Print the following lines word for word, covering every one of the records.
— BEGIN Records supplied —
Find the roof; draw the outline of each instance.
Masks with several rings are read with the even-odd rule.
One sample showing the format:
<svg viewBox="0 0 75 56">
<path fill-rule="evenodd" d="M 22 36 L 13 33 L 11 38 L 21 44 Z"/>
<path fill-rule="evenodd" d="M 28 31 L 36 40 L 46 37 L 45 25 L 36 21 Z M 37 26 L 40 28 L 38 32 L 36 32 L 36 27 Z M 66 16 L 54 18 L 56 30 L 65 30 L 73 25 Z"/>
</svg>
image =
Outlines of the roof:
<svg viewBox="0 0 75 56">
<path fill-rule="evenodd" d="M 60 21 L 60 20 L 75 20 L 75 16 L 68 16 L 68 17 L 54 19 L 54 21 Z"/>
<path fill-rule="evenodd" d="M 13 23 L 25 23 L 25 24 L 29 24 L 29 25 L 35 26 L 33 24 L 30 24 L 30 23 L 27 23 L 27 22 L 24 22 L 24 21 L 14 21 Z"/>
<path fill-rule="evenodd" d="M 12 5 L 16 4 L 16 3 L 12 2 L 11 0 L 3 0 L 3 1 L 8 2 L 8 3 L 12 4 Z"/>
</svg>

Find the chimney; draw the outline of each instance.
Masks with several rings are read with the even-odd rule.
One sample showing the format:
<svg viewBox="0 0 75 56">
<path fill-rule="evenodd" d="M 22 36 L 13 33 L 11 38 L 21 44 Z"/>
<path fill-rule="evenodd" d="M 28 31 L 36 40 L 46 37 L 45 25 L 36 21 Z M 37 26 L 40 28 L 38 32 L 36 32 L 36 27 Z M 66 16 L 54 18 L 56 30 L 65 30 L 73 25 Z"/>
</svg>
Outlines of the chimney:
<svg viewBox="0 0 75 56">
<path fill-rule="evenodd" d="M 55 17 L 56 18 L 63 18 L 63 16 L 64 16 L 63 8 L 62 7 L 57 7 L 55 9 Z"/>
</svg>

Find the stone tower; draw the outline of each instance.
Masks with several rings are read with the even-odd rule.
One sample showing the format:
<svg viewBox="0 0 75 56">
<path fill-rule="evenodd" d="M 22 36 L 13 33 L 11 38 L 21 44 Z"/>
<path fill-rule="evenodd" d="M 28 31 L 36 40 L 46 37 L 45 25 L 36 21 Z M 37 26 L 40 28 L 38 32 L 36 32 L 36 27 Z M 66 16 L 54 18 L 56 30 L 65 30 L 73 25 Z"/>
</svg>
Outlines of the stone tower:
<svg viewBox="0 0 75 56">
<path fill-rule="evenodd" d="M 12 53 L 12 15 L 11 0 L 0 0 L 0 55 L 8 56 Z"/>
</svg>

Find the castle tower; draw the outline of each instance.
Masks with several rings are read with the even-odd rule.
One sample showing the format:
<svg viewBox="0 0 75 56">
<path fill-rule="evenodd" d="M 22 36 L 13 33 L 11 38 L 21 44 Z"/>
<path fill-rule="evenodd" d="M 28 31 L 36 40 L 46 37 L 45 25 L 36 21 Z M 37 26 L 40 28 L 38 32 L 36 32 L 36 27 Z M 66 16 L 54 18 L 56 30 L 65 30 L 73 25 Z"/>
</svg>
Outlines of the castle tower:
— END Records supplied —
# Task response:
Find the roof; draw the outline of each instance.
Masks with several rings are read with the even-odd rule.
One sample showing the format:
<svg viewBox="0 0 75 56">
<path fill-rule="evenodd" d="M 22 36 L 13 33 L 11 38 L 21 44 Z"/>
<path fill-rule="evenodd" d="M 28 31 L 36 40 L 46 37 L 45 25 L 36 21 Z M 37 26 L 40 28 L 38 32 L 36 32 L 36 27 Z M 66 16 L 54 18 L 56 30 L 65 30 L 73 25 Z"/>
</svg>
image =
Outlines of the roof:
<svg viewBox="0 0 75 56">
<path fill-rule="evenodd" d="M 60 21 L 60 20 L 75 20 L 75 16 L 68 16 L 68 17 L 54 19 L 54 21 Z"/>
<path fill-rule="evenodd" d="M 13 23 L 25 23 L 25 24 L 29 24 L 29 25 L 35 26 L 33 24 L 30 24 L 30 23 L 27 23 L 27 22 L 24 22 L 24 21 L 14 21 Z"/>
<path fill-rule="evenodd" d="M 12 5 L 16 4 L 16 3 L 12 2 L 11 0 L 3 0 L 3 1 L 8 2 L 8 3 L 12 4 Z"/>
</svg>

Find the chimney; draw the outline of each instance.
Masks with several rings are read with the even-odd rule.
One sample showing the format:
<svg viewBox="0 0 75 56">
<path fill-rule="evenodd" d="M 22 36 L 13 33 L 11 38 L 21 44 Z"/>
<path fill-rule="evenodd" d="M 28 31 L 36 40 L 46 37 L 45 25 L 36 21 Z M 37 26 L 40 28 L 38 32 L 36 32 L 36 27 Z M 66 16 L 54 18 L 56 30 L 65 30 L 73 25 Z"/>
</svg>
Outlines of the chimney:
<svg viewBox="0 0 75 56">
<path fill-rule="evenodd" d="M 55 17 L 56 18 L 63 18 L 63 16 L 64 16 L 63 8 L 62 7 L 57 7 L 55 9 Z"/>
</svg>

Find the stone tower; draw the outline of each instance.
Masks with several rings are read with the even-odd rule.
One sample showing the format:
<svg viewBox="0 0 75 56">
<path fill-rule="evenodd" d="M 22 36 L 13 33 L 11 38 L 21 44 Z"/>
<path fill-rule="evenodd" d="M 28 31 L 36 40 L 46 37 L 45 25 L 36 21 Z M 37 26 L 40 28 L 38 32 L 36 32 L 36 27 Z M 66 16 L 54 18 L 56 30 L 65 30 L 73 25 Z"/>
</svg>
Outlines of the stone tower:
<svg viewBox="0 0 75 56">
<path fill-rule="evenodd" d="M 12 53 L 12 15 L 11 0 L 0 0 L 0 55 L 8 56 Z"/>
</svg>

Find the castle tower; draw the outline of each instance.
Masks with several rings are read with the even-odd rule.
One sample showing the format:
<svg viewBox="0 0 75 56">
<path fill-rule="evenodd" d="M 22 36 L 13 33 L 11 38 L 21 44 Z"/>
<path fill-rule="evenodd" d="M 28 31 L 36 40 L 46 37 L 45 25 L 36 21 Z M 37 26 L 40 28 L 38 32 L 36 32 L 36 27 Z M 66 16 L 54 18 L 56 30 L 65 30 L 73 25 Z"/>
</svg>
Outlines of the castle tower:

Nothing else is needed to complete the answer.